Directions for this task> Go through the data below and retype all of it exactly.

Raw data>
□ □ □ □

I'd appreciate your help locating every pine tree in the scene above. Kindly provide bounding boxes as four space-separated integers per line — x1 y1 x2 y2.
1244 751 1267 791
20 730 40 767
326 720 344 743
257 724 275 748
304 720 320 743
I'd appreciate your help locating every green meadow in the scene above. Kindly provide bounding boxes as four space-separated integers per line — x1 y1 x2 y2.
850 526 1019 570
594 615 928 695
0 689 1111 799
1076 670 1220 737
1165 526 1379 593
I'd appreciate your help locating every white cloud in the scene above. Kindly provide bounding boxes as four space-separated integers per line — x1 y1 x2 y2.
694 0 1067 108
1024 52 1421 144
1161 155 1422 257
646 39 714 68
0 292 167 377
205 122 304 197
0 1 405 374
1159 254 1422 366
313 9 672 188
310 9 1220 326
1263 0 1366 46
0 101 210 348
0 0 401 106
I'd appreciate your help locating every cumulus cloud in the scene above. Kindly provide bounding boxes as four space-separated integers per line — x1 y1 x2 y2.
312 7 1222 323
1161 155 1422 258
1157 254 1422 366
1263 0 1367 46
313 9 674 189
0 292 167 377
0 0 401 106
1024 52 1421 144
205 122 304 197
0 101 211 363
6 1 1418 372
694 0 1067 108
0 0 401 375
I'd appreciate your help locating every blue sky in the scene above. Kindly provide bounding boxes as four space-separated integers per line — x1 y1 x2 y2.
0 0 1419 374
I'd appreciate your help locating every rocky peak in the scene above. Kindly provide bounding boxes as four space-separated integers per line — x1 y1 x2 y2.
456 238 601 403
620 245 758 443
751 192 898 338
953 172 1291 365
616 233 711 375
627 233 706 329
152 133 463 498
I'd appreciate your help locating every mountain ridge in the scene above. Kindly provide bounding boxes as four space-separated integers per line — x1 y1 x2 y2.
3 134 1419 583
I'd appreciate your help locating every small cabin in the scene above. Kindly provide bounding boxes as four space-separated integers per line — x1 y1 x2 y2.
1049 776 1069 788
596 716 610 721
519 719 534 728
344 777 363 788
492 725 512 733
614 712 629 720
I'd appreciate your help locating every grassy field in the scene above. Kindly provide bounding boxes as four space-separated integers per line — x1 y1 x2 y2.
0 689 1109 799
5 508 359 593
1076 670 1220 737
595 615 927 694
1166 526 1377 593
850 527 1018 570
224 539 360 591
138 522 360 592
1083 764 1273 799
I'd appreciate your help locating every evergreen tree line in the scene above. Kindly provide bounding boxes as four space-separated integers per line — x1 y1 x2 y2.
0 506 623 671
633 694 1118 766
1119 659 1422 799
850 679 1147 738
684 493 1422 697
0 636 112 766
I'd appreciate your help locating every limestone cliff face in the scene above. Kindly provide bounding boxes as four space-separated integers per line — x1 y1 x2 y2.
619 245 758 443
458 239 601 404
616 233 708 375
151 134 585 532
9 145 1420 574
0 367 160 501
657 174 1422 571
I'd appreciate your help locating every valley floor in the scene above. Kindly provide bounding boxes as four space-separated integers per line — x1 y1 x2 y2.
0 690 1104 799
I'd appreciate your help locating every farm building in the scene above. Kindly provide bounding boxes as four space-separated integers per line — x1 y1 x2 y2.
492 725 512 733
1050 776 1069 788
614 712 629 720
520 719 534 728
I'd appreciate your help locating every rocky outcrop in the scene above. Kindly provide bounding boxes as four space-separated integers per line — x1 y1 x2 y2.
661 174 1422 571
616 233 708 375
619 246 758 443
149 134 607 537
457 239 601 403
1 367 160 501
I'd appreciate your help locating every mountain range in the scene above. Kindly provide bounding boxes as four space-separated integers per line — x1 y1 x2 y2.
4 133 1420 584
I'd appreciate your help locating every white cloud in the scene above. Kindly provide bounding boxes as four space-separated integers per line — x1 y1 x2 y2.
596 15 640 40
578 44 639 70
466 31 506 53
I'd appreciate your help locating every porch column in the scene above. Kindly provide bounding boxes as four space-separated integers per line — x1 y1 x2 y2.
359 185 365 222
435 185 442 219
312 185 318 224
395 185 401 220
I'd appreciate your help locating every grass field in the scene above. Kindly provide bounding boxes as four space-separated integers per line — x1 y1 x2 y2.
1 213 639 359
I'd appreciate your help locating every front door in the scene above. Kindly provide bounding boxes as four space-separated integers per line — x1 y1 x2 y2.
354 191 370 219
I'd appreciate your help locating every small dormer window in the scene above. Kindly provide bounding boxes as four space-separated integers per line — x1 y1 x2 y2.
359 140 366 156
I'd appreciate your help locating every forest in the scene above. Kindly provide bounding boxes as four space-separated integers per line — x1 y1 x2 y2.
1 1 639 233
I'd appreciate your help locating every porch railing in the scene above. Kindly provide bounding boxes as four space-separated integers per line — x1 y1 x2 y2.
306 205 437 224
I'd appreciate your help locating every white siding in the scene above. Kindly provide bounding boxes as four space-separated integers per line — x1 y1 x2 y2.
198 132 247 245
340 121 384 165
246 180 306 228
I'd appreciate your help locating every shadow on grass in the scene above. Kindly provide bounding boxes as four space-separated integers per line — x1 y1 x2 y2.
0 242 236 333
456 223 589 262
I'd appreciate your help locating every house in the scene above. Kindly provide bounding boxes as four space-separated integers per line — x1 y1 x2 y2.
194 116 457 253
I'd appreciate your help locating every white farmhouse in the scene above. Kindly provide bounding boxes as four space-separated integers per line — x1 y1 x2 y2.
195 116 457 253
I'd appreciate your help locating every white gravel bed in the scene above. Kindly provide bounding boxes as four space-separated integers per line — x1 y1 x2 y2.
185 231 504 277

□ □ □ □

Written solution>
I'd appreciate your help locating every pine tree in the scene above. Kindly provide bounding boxes as four space-separated integers per line — x1 y1 x2 y2.
1244 751 1267 791
20 730 40 767
326 720 344 743
257 724 275 748
304 720 320 743
I'd appreciate your help locating every green meadow in the scene above. Kindly provide bounding boxes as four space-separated integers per line — x1 y1 x2 y2.
850 526 1019 570
594 615 928 695
0 689 1111 799
1076 670 1220 737
1165 526 1379 593
I'd appreciate your help locating every white cloud in the scene above. Kindly provide bounding boxes as four space-separated integers per line — x1 y1 x2 y2.
694 0 1067 108
1024 52 1421 144
1161 155 1422 257
646 39 714 68
0 292 167 377
205 122 304 197
0 1 405 374
1159 254 1422 366
313 9 672 188
310 9 1220 326
1263 0 1366 46
0 101 210 348
0 0 401 106
I'd appreciate your help locating every cumulus cloud in the scene above. Kindly provide bounding boxes as four space-separated integers per line — x1 y1 x2 y2.
312 7 1222 323
1161 155 1422 258
1157 254 1422 366
1263 0 1367 46
313 9 674 189
0 292 167 377
0 0 401 106
1024 52 1421 144
205 122 304 197
0 101 211 363
6 1 1418 372
694 0 1067 108
0 0 401 375
I'd appreciate your help locating every blue sky in the scene above. Kindly provide bounding boxes as four space-separated integers per line — x1 y1 x2 y2.
0 0 1419 374
I'd appreciate your help locating every rocky peak in the scene above. Kindly provide bounding boxes as four space-separated integers per line — x1 y1 x2 y2.
456 238 601 403
620 245 758 443
751 192 898 338
953 172 1291 365
616 233 711 375
627 233 706 329
152 133 463 498
I'd appreciate your help locating every mountain ridge in the scene above. Kindly provide bounding boxes as four space-separated integers per line — x1 y1 x2 y2.
3 134 1419 583
I'd appreciate your help locating every small cabin in the scene above. Kindly provide bounding boxes as four space-separated integers per line — x1 y1 x2 y2.
1049 776 1069 788
596 716 610 721
519 719 534 728
344 777 363 788
492 725 512 733
614 712 629 720
I'd appreciate your help locating every grassy field in the scene above. Kindly provide bounding boxes as four space-separated integers per line — x1 y1 x2 y2.
0 689 1109 799
5 508 359 593
1076 670 1220 737
595 615 927 694
1166 526 1377 593
850 527 1018 570
224 539 360 591
138 522 360 592
1083 764 1273 799
I'd appreciate your help locating every evergreen tree line in the scene above. Kindly provide bounding boxes as four space-separated integers per line — x1 y1 x2 y2.
0 506 623 671
633 694 1118 766
1119 659 1422 799
850 679 1147 738
684 493 1422 697
0 636 112 766
I'd appreciate your help locating every limestone cliff face in the scene above. Kindly provide bounding boxes as four space-separated integers per line — x1 y1 x2 y2.
619 245 758 443
458 239 601 404
616 233 708 375
151 134 585 532
9 145 1420 574
0 367 160 501
657 174 1422 571
I'd appreciate your help locating every valley floor in the scene above. Kindly provide bounding boxes as four space-separated integers per line — x1 y1 x2 y2.
0 690 1104 799
I'd appreciate your help locating every farm building in the scene above. Kindly provide bounding boxes as four space-separated integers per line — x1 y1 x2 y2.
492 725 512 733
1050 776 1069 788
614 712 629 720
520 719 534 728
I'd appreciate your help locating every rocky outcrop in the scene above. Kindly provide bounding boxes as four space-separated integers per line — x1 y1 x2 y2.
661 174 1422 571
616 233 708 375
619 246 758 443
149 134 607 537
457 239 601 403
1 367 160 501
I'd appreciate your help locating every mountain range in the scene above. Kindly provide bounding boxes as four space-separated integers per line — x1 y1 x2 y2.
4 133 1420 584
I'd appreciate your help locating every white cloud in the scene above. Kindly provide bounding boxes as four space-separated integers per line — x1 y1 x2 y2.
596 15 640 40
578 44 639 70
466 31 506 53
I'd appreciate your help locating every porch column in the scene above. Kindly provide bounding boxes as four space-separated integers per line — x1 y1 x2 y2.
359 185 365 222
435 185 442 219
312 185 318 224
395 185 401 220
I'd appreciate your help locating every grass field in the scene above. Kindly provide bounding boxes as four space-separated integers per line — x1 y1 x2 y2.
1 213 639 359
I'd appreciate your help locating every front door in the scene above. Kindly provide bounding boxes as four space-separated integers per line — x1 y1 x2 y2.
354 191 370 219
I'd appreciate your help locating every small dormer window in the scene above. Kindly provide bounding boxes as four space-separated integers per line — x1 y1 x2 y2.
359 140 366 156
I'd appreciate your help locating every forest in the scene above. Kindly provide bounding boxes as four space-separated integers per line — x1 y1 x2 y2.
1 1 639 233
I'd appreciate your help locating every porch railing in the scene above. Kindly provide bounding boxes as four space-separated integers per line — x1 y1 x2 y2.
306 205 437 224
I'd appreciate your help locating every white siding in the scene above. Kindly provide bounding boxes as four space-separated integers per line — x1 y1 x2 y2.
198 132 247 245
340 121 384 165
246 180 306 228
I'd appreciate your help locating every shadow on grass in the scene above. Kindly provide bounding boxes as four space-separated integers per line — x1 y1 x2 y2.
0 242 236 333
456 223 589 262
I'd appreciate your help locating every house in the scene above. Kindly provide bounding boxes as four space-separated integers per line — x1 y1 x2 y2.
194 116 457 253
I'd appreciate your help locating every white farmhouse in the scene above. Kindly provide bounding boxes as four space-separated integers per line — x1 y1 x2 y2.
195 116 457 253
I'd appreciate your help locating every white gravel bed in the scene above. Kindly provide bounding boxes as four space-separated integers per line — x1 y1 x2 y2.
185 231 504 277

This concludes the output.